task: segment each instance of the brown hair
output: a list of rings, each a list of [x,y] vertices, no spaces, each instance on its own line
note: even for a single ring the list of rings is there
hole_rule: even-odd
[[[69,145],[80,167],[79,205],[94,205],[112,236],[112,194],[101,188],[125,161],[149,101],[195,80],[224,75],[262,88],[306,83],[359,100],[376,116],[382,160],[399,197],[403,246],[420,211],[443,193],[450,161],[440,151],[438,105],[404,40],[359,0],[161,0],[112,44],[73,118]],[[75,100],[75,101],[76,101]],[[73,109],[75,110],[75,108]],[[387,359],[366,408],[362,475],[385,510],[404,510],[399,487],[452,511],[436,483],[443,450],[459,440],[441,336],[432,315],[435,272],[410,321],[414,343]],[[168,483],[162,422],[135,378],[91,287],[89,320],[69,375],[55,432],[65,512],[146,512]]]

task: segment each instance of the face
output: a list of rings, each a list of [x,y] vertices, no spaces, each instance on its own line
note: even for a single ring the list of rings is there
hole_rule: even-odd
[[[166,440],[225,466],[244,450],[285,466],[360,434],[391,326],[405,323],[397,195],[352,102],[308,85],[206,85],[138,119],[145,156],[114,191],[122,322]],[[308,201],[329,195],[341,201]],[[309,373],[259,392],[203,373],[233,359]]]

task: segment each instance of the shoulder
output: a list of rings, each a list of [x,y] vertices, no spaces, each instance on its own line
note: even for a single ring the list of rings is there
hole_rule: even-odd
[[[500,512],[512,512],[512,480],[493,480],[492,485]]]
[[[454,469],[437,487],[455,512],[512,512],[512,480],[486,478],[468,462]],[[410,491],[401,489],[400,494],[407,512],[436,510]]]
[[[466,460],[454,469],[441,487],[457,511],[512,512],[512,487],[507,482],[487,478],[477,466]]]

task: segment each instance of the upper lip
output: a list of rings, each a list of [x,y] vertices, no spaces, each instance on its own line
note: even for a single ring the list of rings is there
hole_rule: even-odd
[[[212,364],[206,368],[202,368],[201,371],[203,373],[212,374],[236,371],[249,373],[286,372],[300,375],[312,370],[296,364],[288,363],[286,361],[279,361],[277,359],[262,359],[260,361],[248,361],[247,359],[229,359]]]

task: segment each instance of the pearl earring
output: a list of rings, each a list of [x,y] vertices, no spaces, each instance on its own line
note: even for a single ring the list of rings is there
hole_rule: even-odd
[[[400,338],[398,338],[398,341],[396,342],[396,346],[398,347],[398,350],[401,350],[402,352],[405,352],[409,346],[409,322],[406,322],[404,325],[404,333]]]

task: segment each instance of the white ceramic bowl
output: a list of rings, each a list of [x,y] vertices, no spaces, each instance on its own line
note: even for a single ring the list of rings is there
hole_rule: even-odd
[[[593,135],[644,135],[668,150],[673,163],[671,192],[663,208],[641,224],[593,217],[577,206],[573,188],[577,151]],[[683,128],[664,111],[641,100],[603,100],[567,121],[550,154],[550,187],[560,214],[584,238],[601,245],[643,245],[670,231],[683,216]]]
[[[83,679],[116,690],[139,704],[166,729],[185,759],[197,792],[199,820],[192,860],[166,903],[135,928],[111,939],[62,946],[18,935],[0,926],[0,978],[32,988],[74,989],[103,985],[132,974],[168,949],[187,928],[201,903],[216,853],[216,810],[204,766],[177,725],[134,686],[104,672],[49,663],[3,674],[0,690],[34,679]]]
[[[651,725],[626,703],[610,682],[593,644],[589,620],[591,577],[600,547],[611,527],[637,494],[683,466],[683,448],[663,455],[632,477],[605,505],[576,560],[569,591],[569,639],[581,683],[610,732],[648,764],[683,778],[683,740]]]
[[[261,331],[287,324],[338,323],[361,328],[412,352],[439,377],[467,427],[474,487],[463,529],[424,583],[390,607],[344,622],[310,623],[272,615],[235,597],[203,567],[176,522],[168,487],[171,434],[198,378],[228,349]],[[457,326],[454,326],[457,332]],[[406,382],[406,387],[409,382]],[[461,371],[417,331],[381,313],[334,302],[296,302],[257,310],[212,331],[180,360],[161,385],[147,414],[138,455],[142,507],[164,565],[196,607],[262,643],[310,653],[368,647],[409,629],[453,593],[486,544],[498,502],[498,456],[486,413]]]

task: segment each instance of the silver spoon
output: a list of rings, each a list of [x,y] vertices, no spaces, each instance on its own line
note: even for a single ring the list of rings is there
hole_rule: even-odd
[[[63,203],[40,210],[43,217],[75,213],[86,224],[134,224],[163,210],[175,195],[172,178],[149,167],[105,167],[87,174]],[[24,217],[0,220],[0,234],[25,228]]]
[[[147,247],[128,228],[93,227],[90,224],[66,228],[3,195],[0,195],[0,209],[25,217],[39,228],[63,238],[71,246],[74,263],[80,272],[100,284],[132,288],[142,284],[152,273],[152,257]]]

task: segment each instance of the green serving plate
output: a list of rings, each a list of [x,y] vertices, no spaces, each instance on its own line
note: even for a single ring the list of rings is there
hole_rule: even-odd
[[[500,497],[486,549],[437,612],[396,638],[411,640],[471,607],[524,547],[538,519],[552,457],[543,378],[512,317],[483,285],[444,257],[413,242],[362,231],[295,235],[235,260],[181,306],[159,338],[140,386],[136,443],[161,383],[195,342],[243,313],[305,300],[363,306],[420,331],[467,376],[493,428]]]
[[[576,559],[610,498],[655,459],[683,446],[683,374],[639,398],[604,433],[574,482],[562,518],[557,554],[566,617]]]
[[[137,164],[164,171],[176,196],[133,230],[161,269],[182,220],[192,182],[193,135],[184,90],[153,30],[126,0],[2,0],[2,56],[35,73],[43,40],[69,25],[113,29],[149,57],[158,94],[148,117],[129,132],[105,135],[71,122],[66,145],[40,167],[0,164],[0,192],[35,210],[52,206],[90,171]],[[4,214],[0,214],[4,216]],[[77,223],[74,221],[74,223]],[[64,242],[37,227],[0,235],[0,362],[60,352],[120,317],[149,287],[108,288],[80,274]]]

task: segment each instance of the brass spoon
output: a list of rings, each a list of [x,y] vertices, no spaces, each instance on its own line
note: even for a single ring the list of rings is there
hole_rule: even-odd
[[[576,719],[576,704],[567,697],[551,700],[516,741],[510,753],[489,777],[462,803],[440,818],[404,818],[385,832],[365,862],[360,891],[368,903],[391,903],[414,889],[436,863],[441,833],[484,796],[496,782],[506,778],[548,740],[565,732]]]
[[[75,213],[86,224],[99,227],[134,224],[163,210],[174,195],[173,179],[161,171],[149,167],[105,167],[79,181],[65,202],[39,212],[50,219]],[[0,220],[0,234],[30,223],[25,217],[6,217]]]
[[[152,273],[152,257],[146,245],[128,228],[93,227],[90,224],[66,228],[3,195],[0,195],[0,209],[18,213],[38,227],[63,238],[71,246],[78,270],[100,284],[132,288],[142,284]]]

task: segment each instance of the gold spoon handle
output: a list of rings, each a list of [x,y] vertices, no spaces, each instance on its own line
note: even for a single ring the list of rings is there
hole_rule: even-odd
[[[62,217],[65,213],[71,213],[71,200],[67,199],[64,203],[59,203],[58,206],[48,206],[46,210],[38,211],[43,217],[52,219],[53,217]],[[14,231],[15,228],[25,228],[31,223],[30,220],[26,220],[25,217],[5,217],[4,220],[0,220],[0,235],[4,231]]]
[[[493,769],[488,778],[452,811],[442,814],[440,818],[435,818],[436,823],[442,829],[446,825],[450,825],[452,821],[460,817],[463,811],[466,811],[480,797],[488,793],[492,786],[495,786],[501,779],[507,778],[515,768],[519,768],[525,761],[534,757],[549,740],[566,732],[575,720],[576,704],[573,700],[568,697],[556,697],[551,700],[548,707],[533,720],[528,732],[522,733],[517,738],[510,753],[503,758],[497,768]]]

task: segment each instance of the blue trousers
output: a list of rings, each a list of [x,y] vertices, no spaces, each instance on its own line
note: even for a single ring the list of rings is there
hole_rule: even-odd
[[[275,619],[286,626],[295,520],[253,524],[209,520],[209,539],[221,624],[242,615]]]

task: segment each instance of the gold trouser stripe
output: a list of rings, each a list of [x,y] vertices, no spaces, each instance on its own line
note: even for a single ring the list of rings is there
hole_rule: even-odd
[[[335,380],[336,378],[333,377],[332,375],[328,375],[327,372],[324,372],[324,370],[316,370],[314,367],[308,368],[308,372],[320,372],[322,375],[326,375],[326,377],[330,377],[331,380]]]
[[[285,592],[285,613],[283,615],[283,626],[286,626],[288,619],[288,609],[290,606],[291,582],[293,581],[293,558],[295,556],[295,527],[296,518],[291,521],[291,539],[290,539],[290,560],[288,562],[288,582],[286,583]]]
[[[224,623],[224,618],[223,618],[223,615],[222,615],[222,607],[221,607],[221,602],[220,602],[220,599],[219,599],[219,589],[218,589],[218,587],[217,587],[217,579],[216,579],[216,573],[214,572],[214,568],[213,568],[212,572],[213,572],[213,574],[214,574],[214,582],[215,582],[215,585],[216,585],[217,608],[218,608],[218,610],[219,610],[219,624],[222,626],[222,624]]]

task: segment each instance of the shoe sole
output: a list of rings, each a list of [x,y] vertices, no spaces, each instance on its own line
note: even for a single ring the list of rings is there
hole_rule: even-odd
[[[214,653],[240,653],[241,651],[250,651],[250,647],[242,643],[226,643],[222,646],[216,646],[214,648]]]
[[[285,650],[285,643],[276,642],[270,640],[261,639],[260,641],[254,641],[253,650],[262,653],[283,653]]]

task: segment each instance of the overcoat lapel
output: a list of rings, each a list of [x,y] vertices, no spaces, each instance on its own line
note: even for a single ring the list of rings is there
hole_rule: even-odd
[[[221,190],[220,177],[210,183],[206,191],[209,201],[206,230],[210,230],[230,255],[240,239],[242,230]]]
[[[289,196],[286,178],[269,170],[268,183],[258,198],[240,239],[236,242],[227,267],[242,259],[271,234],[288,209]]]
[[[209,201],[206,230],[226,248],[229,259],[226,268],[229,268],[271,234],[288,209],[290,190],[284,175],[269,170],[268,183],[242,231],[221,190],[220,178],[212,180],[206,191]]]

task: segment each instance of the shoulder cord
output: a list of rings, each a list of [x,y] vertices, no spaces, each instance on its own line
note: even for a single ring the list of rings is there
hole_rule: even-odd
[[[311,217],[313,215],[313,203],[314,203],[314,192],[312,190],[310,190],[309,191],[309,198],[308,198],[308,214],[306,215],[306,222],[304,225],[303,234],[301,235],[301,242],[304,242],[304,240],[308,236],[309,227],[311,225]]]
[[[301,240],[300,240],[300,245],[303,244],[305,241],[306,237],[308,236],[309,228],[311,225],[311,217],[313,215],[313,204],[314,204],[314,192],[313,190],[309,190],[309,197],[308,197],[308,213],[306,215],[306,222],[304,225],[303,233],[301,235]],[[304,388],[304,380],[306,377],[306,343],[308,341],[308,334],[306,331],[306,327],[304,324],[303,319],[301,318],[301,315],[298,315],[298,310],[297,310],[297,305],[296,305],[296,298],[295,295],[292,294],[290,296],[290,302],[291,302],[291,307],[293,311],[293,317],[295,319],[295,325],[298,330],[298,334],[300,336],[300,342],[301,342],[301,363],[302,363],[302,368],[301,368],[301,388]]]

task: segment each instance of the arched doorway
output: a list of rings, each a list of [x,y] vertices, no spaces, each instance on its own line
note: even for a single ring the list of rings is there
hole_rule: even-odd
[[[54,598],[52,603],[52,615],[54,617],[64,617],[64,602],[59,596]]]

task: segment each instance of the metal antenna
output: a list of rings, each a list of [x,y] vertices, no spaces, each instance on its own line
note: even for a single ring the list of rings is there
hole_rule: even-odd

**Problem requirements**:
Across the whole listing above, find every line with the string "spoon" and copy it.

**Written reply**:
task: segment each instance of the silver spoon
task: segment each instance of the brass spoon
task: segment each instance of the gold spoon handle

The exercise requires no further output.